## What to do
Gather every line of the data below that contains the string "leaf", and copy each of those lines in full. Treat case as significant.

## Listed records
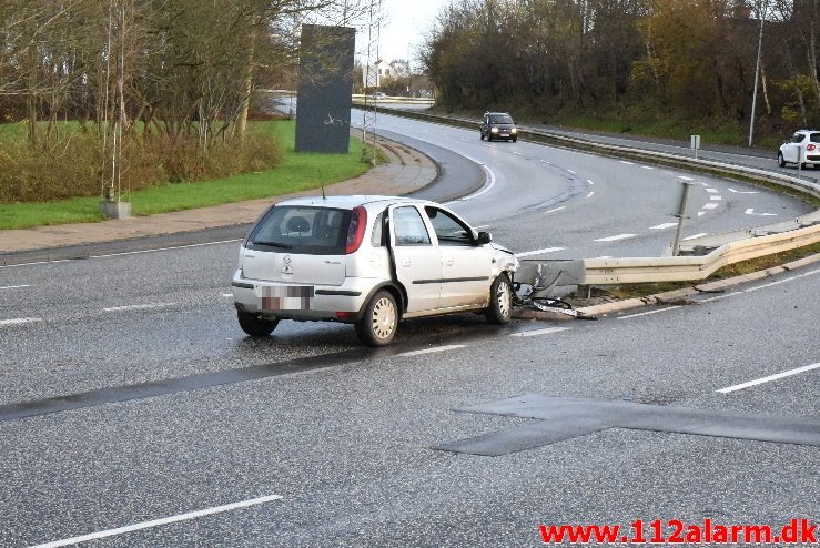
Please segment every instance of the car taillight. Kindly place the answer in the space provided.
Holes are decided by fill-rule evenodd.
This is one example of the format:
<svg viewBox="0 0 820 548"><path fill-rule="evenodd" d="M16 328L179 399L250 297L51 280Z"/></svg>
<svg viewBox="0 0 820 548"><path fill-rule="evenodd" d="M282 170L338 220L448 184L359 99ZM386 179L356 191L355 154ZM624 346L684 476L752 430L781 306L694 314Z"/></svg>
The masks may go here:
<svg viewBox="0 0 820 548"><path fill-rule="evenodd" d="M364 231L367 227L367 210L361 205L353 209L351 225L347 227L347 246L345 253L350 255L358 250L364 240Z"/></svg>

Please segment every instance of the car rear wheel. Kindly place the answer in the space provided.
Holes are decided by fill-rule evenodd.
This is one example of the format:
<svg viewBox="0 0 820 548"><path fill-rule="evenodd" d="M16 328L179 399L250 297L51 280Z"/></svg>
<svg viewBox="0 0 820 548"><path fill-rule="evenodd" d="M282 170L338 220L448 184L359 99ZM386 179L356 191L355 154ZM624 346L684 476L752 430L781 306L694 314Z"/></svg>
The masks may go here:
<svg viewBox="0 0 820 548"><path fill-rule="evenodd" d="M236 317L240 321L242 331L252 337L266 337L279 325L279 319L262 319L256 314L250 312L236 311Z"/></svg>
<svg viewBox="0 0 820 548"><path fill-rule="evenodd" d="M377 292L365 306L362 319L356 322L356 335L367 346L384 346L396 336L398 308L388 291Z"/></svg>
<svg viewBox="0 0 820 548"><path fill-rule="evenodd" d="M496 325L509 323L513 316L513 284L507 274L500 273L489 286L489 306L484 312L487 322Z"/></svg>

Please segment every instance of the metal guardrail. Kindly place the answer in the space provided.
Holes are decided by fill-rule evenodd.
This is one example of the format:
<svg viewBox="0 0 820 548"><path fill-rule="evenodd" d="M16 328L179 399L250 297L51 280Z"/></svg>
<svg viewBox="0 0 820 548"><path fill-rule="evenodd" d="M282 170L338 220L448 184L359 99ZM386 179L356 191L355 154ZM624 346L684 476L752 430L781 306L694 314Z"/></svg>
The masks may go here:
<svg viewBox="0 0 820 548"><path fill-rule="evenodd" d="M449 125L475 128L478 124L475 120L460 116L445 116L442 114L401 111L398 109L392 110L391 113ZM580 149L603 155L630 158L664 165L686 168L688 170L695 169L694 171L719 176L740 176L752 183L758 182L786 186L820 199L820 184L757 168L725 164L679 154L588 141L527 128L525 125L518 125L518 136L535 139L541 142L546 141L551 144ZM523 281L524 283L541 283L544 285L543 282L546 278L551 278L549 282L550 286L700 281L729 264L772 255L820 242L820 224L817 224L819 214L820 210L793 221L778 223L777 225L726 233L723 236L728 243L720 244L720 241L715 237L710 243L715 245L720 244L719 247L708 255L701 256L585 258L561 262L524 261L522 262L523 268L516 273L516 280ZM810 226L806 226L807 224L810 224ZM769 232L777 233L769 234Z"/></svg>

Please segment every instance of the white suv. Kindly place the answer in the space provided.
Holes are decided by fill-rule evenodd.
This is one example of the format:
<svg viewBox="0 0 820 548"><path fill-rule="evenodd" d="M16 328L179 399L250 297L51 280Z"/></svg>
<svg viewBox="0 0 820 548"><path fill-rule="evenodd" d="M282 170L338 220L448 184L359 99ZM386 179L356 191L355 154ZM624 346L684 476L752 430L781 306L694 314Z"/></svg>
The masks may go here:
<svg viewBox="0 0 820 548"><path fill-rule="evenodd" d="M280 319L352 323L393 341L404 318L483 311L509 322L513 252L443 205L387 196L301 197L249 231L233 276L239 323L267 336Z"/></svg>
<svg viewBox="0 0 820 548"><path fill-rule="evenodd" d="M800 130L794 132L791 140L780 145L778 165L783 168L788 163L802 162L802 168L820 166L820 131Z"/></svg>

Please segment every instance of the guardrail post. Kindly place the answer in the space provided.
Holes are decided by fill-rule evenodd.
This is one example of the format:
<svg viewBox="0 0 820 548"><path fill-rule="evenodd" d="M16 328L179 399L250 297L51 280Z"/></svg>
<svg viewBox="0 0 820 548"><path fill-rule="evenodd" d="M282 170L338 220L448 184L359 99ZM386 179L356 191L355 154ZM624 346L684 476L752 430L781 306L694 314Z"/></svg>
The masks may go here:
<svg viewBox="0 0 820 548"><path fill-rule="evenodd" d="M684 193L680 195L680 210L678 211L678 230L675 232L675 242L672 243L672 256L678 256L680 251L680 235L684 232L684 219L686 219L686 206L689 203L689 191L692 183L684 183Z"/></svg>

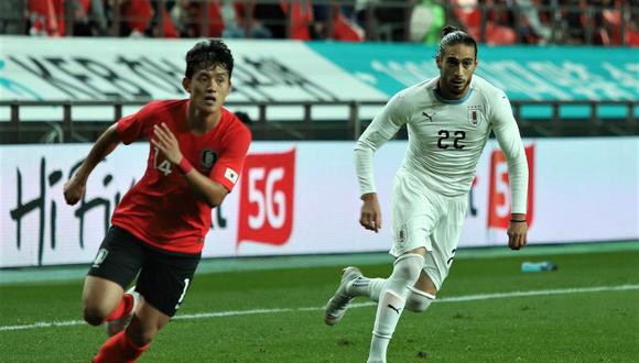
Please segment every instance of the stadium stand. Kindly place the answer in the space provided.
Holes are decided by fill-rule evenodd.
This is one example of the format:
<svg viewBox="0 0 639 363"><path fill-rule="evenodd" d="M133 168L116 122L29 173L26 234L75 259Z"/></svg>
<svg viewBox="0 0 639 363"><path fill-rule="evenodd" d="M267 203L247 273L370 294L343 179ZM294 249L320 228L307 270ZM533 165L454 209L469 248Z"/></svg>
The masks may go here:
<svg viewBox="0 0 639 363"><path fill-rule="evenodd" d="M441 28L456 24L488 45L557 44L584 46L639 46L637 0L6 0L0 3L0 34L32 38L80 36L134 38L291 38L368 43L438 42ZM356 74L356 73L355 73ZM596 75L595 77L599 77ZM0 79L1 80L1 79ZM10 87L10 86L8 86ZM9 122L0 122L0 143L94 140L107 120L78 121L75 110L104 106L112 121L127 107L147 99L24 100L2 97L0 109ZM242 110L252 105L257 139L350 140L358 135L370 112L385 99L229 100ZM521 129L529 136L637 134L637 99L622 98L517 98L511 97ZM326 106L347 110L339 119L314 122L315 110ZM21 122L29 107L58 106L61 118ZM297 106L301 117L279 123L268 110ZM582 112L566 120L565 108ZM543 108L545 116L527 112ZM608 116L606 109L622 112ZM534 112L533 112L534 113ZM267 117L269 114L269 117ZM268 120L267 120L268 119ZM539 122L539 121L543 122ZM268 122L267 122L268 121Z"/></svg>
<svg viewBox="0 0 639 363"><path fill-rule="evenodd" d="M6 0L0 30L47 36L421 42L438 34L444 23L457 23L488 44L637 46L638 4L637 0Z"/></svg>

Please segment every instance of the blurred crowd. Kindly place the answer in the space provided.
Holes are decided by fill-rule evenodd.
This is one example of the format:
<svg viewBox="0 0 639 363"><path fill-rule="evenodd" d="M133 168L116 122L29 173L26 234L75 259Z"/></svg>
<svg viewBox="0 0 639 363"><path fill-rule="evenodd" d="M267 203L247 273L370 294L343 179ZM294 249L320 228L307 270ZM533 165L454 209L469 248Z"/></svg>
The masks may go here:
<svg viewBox="0 0 639 363"><path fill-rule="evenodd" d="M0 34L639 45L639 0L2 0Z"/></svg>

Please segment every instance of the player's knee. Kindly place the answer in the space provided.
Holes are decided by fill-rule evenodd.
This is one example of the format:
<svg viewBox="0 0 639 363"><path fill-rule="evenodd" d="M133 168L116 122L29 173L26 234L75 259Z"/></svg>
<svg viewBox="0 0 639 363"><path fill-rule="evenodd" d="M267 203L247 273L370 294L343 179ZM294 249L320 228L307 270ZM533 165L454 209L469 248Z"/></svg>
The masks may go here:
<svg viewBox="0 0 639 363"><path fill-rule="evenodd" d="M409 287L410 294L407 299L405 308L413 312L424 312L431 306L431 302L435 300L435 295L424 293L414 287Z"/></svg>
<svg viewBox="0 0 639 363"><path fill-rule="evenodd" d="M109 311L99 305L85 305L83 317L85 321L90 326L99 326L105 322L105 319L109 316Z"/></svg>
<svg viewBox="0 0 639 363"><path fill-rule="evenodd" d="M160 329L158 329L155 327L140 327L140 326L133 326L133 324L129 326L129 328L127 329L127 333L129 334L129 338L138 346L143 346L143 345L149 344L151 341L153 341L155 336L158 336L159 331L160 331Z"/></svg>
<svg viewBox="0 0 639 363"><path fill-rule="evenodd" d="M391 277L412 285L420 278L423 266L424 257L421 254L403 254L396 260Z"/></svg>

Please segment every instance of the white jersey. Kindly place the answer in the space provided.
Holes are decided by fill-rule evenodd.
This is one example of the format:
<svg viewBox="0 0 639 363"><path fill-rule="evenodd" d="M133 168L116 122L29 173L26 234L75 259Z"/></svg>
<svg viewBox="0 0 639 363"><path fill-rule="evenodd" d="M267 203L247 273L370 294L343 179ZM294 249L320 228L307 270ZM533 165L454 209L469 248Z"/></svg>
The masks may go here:
<svg viewBox="0 0 639 363"><path fill-rule="evenodd" d="M477 162L490 131L506 154L513 213L526 213L528 163L510 102L503 91L473 76L461 100L443 99L432 78L409 87L386 105L355 147L360 193L375 193L372 156L407 124L409 148L400 168L416 177L425 189L447 197L470 189Z"/></svg>

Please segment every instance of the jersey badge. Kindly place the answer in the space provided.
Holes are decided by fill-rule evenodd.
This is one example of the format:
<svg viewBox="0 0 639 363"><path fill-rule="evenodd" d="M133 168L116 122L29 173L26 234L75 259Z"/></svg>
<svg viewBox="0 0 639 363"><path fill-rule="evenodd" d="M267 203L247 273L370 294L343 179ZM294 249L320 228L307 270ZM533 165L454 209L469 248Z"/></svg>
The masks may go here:
<svg viewBox="0 0 639 363"><path fill-rule="evenodd" d="M217 153L214 150L203 150L199 157L199 161L202 162L202 168L204 168L206 172L210 172L218 158L219 156L217 156Z"/></svg>
<svg viewBox="0 0 639 363"><path fill-rule="evenodd" d="M481 106L468 106L468 123L478 127L484 119L484 108Z"/></svg>
<svg viewBox="0 0 639 363"><path fill-rule="evenodd" d="M236 170L231 169L230 167L227 167L226 172L224 172L224 176L234 184L236 184L239 175L236 173Z"/></svg>

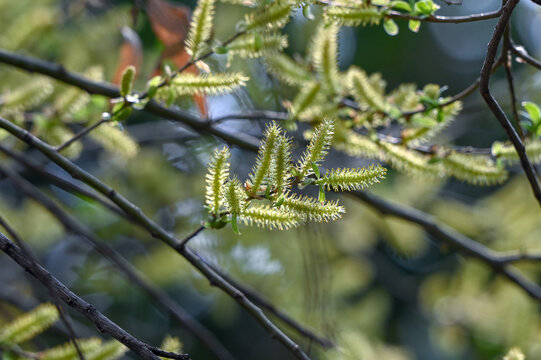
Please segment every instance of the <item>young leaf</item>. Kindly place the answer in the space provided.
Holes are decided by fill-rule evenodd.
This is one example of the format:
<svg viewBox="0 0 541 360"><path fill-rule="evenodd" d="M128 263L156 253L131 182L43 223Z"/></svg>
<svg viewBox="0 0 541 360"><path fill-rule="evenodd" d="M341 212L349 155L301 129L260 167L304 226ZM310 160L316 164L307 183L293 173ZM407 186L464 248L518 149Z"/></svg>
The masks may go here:
<svg viewBox="0 0 541 360"><path fill-rule="evenodd" d="M206 48L212 31L214 0L199 0L193 13L186 50L192 59L198 59Z"/></svg>
<svg viewBox="0 0 541 360"><path fill-rule="evenodd" d="M135 66L130 65L124 69L120 81L120 95L125 97L131 94L133 80L135 79Z"/></svg>
<svg viewBox="0 0 541 360"><path fill-rule="evenodd" d="M386 19L383 22L383 29L387 33L387 35L395 36L398 35L398 25L394 22L393 19Z"/></svg>
<svg viewBox="0 0 541 360"><path fill-rule="evenodd" d="M338 26L320 26L312 40L310 56L321 79L322 87L329 94L338 92Z"/></svg>

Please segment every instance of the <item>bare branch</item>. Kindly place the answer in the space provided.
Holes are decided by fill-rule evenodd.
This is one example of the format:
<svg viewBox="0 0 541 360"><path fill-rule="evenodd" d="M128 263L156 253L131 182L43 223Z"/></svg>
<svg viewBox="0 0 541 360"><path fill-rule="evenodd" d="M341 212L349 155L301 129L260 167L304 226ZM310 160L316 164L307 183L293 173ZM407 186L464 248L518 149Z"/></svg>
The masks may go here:
<svg viewBox="0 0 541 360"><path fill-rule="evenodd" d="M518 2L519 0L508 0L507 3L503 6L502 15L498 20L498 23L496 24L496 28L494 29L494 33L488 44L487 55L483 63L483 68L481 69L481 80L479 83L479 88L481 91L481 95L485 99L490 110L492 111L496 119L498 119L500 125L504 128L507 136L511 140L511 143L513 143L513 146L515 147L515 150L519 156L522 168L524 169L526 177L530 182L530 186L532 188L534 196L539 202L539 205L541 206L541 187L539 186L537 176L535 175L535 170L530 160L528 159L528 156L526 155L526 148L522 143L520 136L517 134L516 130L509 122L509 119L505 115L504 111L502 110L496 99L492 96L489 89L490 74L496 58L496 52L498 51L498 44L500 43L500 40L502 39L502 36L505 32L505 28L507 27L507 23L511 18L513 9Z"/></svg>
<svg viewBox="0 0 541 360"><path fill-rule="evenodd" d="M73 293L69 288L67 288L57 278L51 275L51 273L49 273L49 271L47 271L41 265L36 264L36 266L33 266L32 261L24 255L23 251L14 243L12 243L2 233L0 233L0 250L6 253L6 255L12 258L17 264L19 264L19 266L21 266L26 272L35 277L42 284L45 285L49 282L52 285L52 289L58 296L58 298L60 298L68 306L75 309L77 312L89 319L100 332L111 335L119 342L126 345L133 352L138 354L141 358L159 360L160 358L156 356L153 352L155 351L159 356L179 360L190 359L190 357L186 354L174 354L175 357L172 357L170 353L164 354L162 350L156 349L135 338L133 335L131 335L126 330L122 329L120 326L118 326L105 315L103 315L93 305L87 303L75 293Z"/></svg>

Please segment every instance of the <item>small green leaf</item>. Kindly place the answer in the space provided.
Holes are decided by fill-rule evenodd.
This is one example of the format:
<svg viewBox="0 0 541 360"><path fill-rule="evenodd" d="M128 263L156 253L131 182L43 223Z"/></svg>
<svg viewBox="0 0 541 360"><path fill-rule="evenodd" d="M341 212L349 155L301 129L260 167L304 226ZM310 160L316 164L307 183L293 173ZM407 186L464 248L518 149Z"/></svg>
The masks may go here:
<svg viewBox="0 0 541 360"><path fill-rule="evenodd" d="M123 104L117 104L117 105L123 105ZM130 114L132 113L132 110L133 109L132 109L131 106L122 106L120 109L113 112L113 116L111 117L111 121L125 120L128 116L130 116Z"/></svg>
<svg viewBox="0 0 541 360"><path fill-rule="evenodd" d="M263 47L263 38L258 32L254 33L254 51L259 51Z"/></svg>
<svg viewBox="0 0 541 360"><path fill-rule="evenodd" d="M240 235L239 226L237 224L237 214L231 215L231 227L233 228L235 234Z"/></svg>
<svg viewBox="0 0 541 360"><path fill-rule="evenodd" d="M317 167L317 165L315 163L312 163L312 170L314 170L314 174L319 179L321 177L321 175L319 173L319 168Z"/></svg>
<svg viewBox="0 0 541 360"><path fill-rule="evenodd" d="M122 73L122 81L120 82L120 95L127 96L131 93L133 87L133 79L135 79L135 67L130 65L124 69Z"/></svg>
<svg viewBox="0 0 541 360"><path fill-rule="evenodd" d="M325 202L325 187L324 186L320 186L319 187L319 196L318 196L318 201L320 203L324 203Z"/></svg>
<svg viewBox="0 0 541 360"><path fill-rule="evenodd" d="M302 7L302 15L307 18L308 20L314 20L315 16L312 14L312 8L310 5L304 5Z"/></svg>
<svg viewBox="0 0 541 360"><path fill-rule="evenodd" d="M386 19L383 22L383 29L385 30L387 35L390 35L390 36L398 35L398 25L396 25L393 19Z"/></svg>
<svg viewBox="0 0 541 360"><path fill-rule="evenodd" d="M539 106L530 101L523 101L521 105L526 109L528 115L530 115L530 120L532 120L534 124L537 125L541 122L541 110L539 109Z"/></svg>
<svg viewBox="0 0 541 360"><path fill-rule="evenodd" d="M413 32L419 32L421 27L421 22L419 20L410 20L408 21L408 28Z"/></svg>
<svg viewBox="0 0 541 360"><path fill-rule="evenodd" d="M391 1L391 3L389 4L389 7L391 9L402 10L408 13L411 12L410 4L408 4L405 1Z"/></svg>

## Answer to this task
Please segment every instance of the <item>young leaf</item>. Kindly place the answer in the space provided.
Please segment every instance of the <item>small green leaf</item>. Kindly place the answer in the space provided.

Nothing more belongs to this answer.